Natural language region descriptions
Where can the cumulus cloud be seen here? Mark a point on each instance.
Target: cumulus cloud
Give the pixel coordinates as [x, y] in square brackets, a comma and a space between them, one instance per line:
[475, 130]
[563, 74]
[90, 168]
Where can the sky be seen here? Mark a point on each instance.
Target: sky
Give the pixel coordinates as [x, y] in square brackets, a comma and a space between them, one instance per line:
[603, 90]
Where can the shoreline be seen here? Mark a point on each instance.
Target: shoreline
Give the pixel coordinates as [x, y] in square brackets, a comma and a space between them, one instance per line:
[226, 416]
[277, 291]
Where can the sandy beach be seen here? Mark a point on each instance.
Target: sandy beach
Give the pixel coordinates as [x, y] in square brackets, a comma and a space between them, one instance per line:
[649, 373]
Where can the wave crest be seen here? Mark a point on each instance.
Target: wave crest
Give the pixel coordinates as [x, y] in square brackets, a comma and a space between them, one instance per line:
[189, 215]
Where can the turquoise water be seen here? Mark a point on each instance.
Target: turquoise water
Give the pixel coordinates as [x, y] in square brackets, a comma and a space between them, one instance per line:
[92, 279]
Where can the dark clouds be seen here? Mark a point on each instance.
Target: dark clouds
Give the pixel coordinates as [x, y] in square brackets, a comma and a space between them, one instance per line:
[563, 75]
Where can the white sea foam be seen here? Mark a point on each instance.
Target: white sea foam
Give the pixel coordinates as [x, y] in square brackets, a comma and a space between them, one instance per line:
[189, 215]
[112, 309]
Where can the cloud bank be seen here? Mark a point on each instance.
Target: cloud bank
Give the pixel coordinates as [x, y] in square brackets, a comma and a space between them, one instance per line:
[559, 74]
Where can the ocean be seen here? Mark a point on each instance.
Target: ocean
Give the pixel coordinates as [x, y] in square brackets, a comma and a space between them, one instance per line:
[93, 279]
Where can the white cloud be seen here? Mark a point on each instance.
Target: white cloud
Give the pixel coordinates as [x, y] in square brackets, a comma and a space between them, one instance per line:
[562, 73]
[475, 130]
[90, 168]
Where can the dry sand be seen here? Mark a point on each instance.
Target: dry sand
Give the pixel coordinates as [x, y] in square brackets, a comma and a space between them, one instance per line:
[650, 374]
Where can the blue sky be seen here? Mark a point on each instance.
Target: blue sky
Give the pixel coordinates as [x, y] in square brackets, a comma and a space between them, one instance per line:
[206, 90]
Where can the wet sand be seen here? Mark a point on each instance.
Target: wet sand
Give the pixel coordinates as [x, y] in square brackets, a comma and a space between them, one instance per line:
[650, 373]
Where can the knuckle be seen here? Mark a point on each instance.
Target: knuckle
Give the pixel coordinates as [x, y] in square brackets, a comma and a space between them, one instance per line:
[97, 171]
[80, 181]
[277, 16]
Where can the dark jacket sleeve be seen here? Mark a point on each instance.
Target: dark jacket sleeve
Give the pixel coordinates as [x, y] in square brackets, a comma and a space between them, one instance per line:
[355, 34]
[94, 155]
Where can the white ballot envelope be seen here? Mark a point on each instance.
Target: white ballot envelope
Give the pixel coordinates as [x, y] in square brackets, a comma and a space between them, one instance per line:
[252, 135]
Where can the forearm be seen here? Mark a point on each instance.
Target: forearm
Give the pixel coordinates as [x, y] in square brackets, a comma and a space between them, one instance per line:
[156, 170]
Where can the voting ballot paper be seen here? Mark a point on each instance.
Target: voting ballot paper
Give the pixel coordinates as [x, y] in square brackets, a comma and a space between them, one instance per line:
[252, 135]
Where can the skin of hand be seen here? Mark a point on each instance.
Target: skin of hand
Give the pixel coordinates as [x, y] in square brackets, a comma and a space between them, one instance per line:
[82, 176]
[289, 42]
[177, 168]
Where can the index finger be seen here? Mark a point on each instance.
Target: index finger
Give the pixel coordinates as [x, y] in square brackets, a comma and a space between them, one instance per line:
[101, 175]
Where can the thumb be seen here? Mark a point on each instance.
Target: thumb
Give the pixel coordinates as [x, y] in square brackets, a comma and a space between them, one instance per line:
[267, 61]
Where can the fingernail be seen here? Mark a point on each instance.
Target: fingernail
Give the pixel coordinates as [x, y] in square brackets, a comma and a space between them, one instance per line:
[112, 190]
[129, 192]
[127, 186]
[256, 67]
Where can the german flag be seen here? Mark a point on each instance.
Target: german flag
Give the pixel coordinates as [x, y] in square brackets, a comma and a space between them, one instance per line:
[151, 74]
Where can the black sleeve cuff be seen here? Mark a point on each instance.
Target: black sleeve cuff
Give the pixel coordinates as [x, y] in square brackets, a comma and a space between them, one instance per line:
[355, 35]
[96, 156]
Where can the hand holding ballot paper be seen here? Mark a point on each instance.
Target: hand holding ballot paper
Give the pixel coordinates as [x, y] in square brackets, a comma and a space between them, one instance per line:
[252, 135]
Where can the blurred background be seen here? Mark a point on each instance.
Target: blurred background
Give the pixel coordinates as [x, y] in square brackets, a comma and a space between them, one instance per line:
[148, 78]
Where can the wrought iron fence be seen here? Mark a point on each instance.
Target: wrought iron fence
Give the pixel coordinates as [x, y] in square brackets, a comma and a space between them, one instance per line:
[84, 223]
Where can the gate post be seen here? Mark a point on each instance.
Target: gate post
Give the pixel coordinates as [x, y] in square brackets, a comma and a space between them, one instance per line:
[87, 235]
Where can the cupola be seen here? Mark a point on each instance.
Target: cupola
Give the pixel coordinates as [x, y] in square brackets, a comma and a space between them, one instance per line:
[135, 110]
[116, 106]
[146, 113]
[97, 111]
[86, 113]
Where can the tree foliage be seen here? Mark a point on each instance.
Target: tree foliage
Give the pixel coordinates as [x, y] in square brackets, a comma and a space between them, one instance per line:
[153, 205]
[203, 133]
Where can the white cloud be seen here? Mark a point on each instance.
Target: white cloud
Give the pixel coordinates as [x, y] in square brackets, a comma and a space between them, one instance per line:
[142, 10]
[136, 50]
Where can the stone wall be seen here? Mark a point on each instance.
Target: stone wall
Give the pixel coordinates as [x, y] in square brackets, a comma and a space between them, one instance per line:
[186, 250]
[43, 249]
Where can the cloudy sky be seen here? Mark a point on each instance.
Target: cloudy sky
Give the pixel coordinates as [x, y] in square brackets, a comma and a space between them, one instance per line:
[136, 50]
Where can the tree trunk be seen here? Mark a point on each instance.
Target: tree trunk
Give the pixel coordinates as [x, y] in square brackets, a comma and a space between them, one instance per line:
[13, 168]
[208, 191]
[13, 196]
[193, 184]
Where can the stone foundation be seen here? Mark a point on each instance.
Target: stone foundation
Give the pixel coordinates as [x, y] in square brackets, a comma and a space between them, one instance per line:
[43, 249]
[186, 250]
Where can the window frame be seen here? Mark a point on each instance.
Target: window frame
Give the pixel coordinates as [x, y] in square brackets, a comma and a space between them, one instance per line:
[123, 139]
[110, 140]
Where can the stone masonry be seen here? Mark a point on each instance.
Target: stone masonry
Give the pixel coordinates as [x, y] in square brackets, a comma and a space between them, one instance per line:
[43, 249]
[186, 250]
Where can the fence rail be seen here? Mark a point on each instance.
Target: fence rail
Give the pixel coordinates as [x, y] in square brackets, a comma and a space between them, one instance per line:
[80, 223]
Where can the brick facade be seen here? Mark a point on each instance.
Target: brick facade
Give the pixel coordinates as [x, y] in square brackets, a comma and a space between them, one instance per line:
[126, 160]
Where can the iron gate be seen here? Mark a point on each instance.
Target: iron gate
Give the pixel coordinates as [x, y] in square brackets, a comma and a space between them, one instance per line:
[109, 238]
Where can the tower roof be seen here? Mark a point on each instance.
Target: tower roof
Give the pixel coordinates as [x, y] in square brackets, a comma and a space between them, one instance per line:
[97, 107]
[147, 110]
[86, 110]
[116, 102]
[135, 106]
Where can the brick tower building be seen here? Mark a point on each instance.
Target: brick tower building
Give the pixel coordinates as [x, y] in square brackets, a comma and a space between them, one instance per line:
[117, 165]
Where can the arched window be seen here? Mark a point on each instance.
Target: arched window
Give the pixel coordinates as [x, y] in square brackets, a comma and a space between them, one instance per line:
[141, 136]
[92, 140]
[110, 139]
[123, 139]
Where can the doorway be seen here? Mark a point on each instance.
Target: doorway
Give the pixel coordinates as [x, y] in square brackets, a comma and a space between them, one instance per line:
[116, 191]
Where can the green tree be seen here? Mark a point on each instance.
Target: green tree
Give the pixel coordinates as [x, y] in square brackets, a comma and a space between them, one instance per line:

**Work required:**
Beginning with the first line above, could you copy every line exactly, up to and including the one with "Target: shoreline"?

**Completed exercise:**
Where can the cumulus cloud be seen here? Mark a point on each instance.
Target: cumulus cloud
Give the pixel coordinates as [x, y] in square brackets, a comma and a space between them, one instance per line:
[475, 130]
[563, 74]
[90, 168]
Where can the sky be seen here? Mark a point on each instance.
Target: sky
Give the pixel coordinates as [x, y] in square brackets, a comma and a space between them, one instance per line:
[603, 90]
Where can the shoreline be seen here? Mark a point on each instance.
Target: shoreline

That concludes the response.